• [本文抜粋]:
ブログ
2021.12.04
泌尿器科
尿路感染症・膀胱炎|泌尿器科|浦安せきぐちクリニック
膀胱炎は男女の差が激しく、女性が圧倒的に多いです。
理由は、尿道が短い、女性の方が膀胱炎の原因になる菌を尿道口付近に常在化しているからです。
膀胱炎は、おおまかに、単純性と複雑性の2つに分類され、
単純性:特に尿の流出障害がなく起こるもの
複雑性:尿の流出障害があるもの
という具合です。
男性の尿路感染症は、尿道口から膀胱までの尿道が長いため、通常は膀胱炎を起こしにくいのですが、男性が起こした場合には、ほぼ複雑性と考えるとされています。
女性の場合でも、尿路に閉塞や奇形があり、尿の流出障害があった場合には複雑性というふうに分類します。
膀胱炎を何度も繰り返す場合は、まず複雑性を考えますが、単純性の膀胱炎を繰り返す方もおられるので注意が必要です。

• [参照表現グラウンディングデータ]:

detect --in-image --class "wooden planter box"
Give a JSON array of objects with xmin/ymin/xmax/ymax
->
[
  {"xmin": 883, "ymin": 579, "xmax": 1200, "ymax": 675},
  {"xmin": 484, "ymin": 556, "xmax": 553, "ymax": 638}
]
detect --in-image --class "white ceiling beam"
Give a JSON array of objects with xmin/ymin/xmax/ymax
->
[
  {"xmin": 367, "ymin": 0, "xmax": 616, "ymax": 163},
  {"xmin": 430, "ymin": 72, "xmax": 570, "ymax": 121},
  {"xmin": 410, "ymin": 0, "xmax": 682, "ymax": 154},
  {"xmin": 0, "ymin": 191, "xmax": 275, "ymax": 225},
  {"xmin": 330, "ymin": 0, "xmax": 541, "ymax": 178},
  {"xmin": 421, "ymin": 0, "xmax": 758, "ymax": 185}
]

• [練習問題]:
[a] 膀胱炎の本文のうち、"膀胱炎は、おおまかに、単純性と複雑性の2つに分類され、"から"おられるので注意が必要です。"までをそのまま書き写せ。
[b] 膀胱炎の本文で「男性の尿路感染症は」で始まる段落を、要点を残して短く書き直せ。
答えには本文だけを使うこと。

• [解答]:
[a]
膀胱炎は、おおまかに、単純性と複雑性の2つに分類され、
単純性:特に尿の流出障害がなく起こるもの
複雑性:尿の流出障害があるもの
という具合です。
男性の尿路感染症は、尿道口から膀胱までの尿道が長いため、通常は膀胱炎を起こしにくいのですが、男性が起こした場合には、ほぼ複雑性と考えるとされています。
女性の場合でも、尿路に閉塞や奇形があり、尿の流出障害があった場合には複雑性というふうに分類します。
膀胱炎を何度も繰り返す場合は、まず複雑性を考えますが、単純性の膀胱炎を繰り返す方もおられるので注意が必要です。

[b] 男性は尿道口から膀胱までの尿道が長いため、通常は膀胱炎を起こしにくい。ただし起こした場合は、ほぼ複雑性と考えるとされる。